____ Data extract

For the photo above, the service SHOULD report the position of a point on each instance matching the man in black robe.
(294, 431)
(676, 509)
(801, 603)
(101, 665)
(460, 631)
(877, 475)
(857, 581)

________

* _Work instructions_
Line by line, set the records above down again exactly.

* _Solution to the exercise_
For the photo above, the service SHOULD report the position of a point on each instance matching the man in black robe.
(294, 431)
(676, 509)
(801, 603)
(101, 665)
(460, 631)
(877, 475)
(857, 581)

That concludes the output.